The response should be an exact transcription of the data below, free of images.

++++ Exercise data ++++

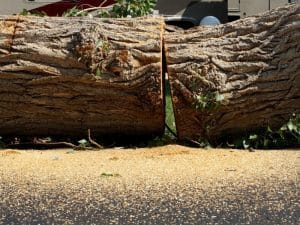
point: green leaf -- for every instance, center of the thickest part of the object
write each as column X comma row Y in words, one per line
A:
column 219, row 97
column 291, row 126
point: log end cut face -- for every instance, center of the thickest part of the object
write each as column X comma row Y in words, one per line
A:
column 63, row 76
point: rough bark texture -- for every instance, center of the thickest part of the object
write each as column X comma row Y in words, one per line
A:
column 63, row 76
column 236, row 77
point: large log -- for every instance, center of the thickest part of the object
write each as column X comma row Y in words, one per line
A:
column 63, row 76
column 237, row 77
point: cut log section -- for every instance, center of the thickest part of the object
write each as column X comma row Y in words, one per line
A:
column 63, row 76
column 237, row 77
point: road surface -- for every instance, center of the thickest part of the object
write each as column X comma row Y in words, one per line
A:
column 164, row 185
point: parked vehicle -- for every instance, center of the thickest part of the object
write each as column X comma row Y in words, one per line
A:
column 185, row 13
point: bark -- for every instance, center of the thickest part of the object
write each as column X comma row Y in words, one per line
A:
column 63, row 76
column 237, row 77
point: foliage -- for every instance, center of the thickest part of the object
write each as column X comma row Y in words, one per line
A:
column 288, row 135
column 133, row 8
column 122, row 8
column 75, row 12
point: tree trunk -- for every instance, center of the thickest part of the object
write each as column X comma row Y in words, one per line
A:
column 63, row 76
column 237, row 77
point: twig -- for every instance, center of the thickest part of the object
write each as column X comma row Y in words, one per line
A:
column 170, row 130
column 92, row 141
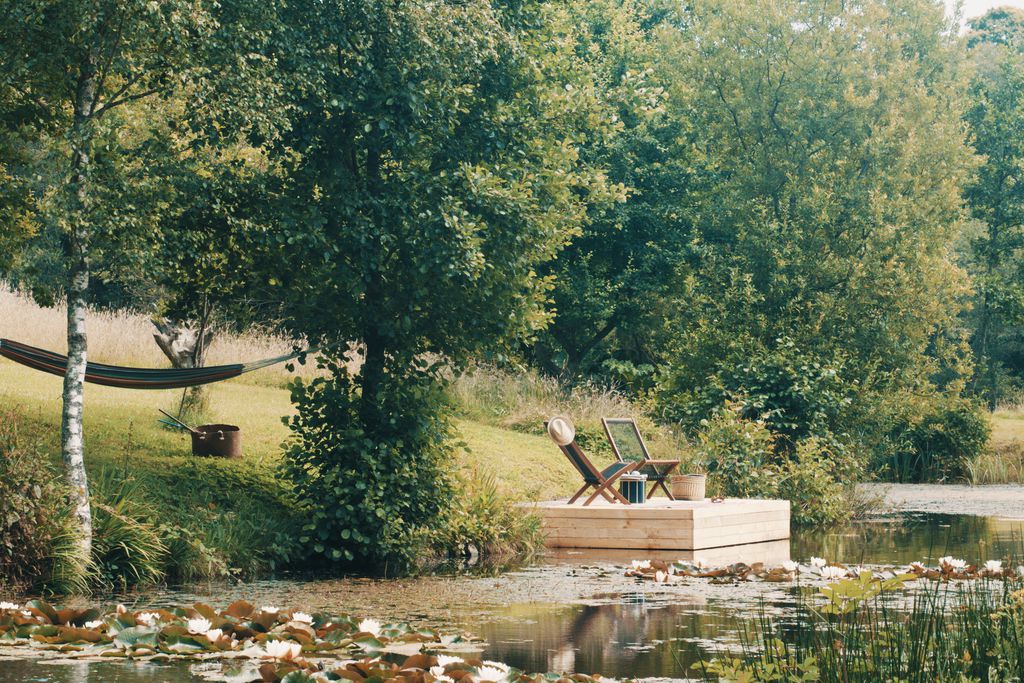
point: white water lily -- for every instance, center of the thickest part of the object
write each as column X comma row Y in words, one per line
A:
column 147, row 619
column 199, row 626
column 283, row 649
column 833, row 573
column 952, row 563
column 492, row 675
column 370, row 626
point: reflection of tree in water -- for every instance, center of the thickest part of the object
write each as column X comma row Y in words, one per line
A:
column 629, row 637
column 908, row 538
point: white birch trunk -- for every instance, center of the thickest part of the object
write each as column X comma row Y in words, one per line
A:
column 72, row 440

++++

▸ **Answer to the exercise**
point: green leaf -- for every instance, center of the thickest part of the object
write each as column X comma row Y in words, one per line
A:
column 219, row 97
column 291, row 126
point: log end cut face -- for every instance, center of the thickest part of the object
write each as column X comma row Y in words, one per line
A:
column 63, row 76
point: rough bark texture -- for every instance, center of the thickest part of the object
write each as column X comma row Y in words, one per line
A:
column 63, row 76
column 236, row 77
point: large log -- for every instance, center of the thickest part of the object
write each as column X comma row Y in words, one per line
A:
column 63, row 76
column 237, row 77
point: cut log section -- for every instance, center of the thickest part of the object
write each as column X comma row Y in words, one per line
A:
column 63, row 76
column 237, row 77
point: road surface -- for every instance, center of the thickest part of the object
write each as column X comma row Y in words, one per line
A:
column 164, row 185
point: parked vehicle -- for every instance, center of the thickest part of the object
write each as column X comma row Y in words, one per line
A:
column 185, row 13
point: bark -- for every instance, center of the thickest part of the object
write each as column X comma row Y in words, one per line
A:
column 63, row 76
column 237, row 77
point: foliage -- for every instance, center of the thickest part of the object
write each as column X comma row Y in words, one per line
A:
column 288, row 135
column 133, row 8
column 122, row 8
column 75, row 12
point: tree trunk -- for every instance, center of the thickest part of the object
write each as column X comma row Y in words, one per line
A:
column 63, row 76
column 237, row 77
point: twig -- for every instance, center of the thickest part of the object
write each as column X comma row Y in words, one per line
A:
column 170, row 130
column 92, row 141
point: white water lily -- for every instance, center of the thickest part of the object
write each as column X comma row Y in words, one per line
A:
column 147, row 619
column 199, row 626
column 283, row 649
column 833, row 573
column 952, row 563
column 492, row 675
column 370, row 626
point: reflection of tree in water -- for every instance, center of the thickest part of the object
write each as column X comma row Y in words, one per line
A:
column 629, row 637
column 908, row 538
point: white birch trunk -- for every instance, center of the thickest part of the object
write each as column X comma row Y in words, one per line
A:
column 72, row 440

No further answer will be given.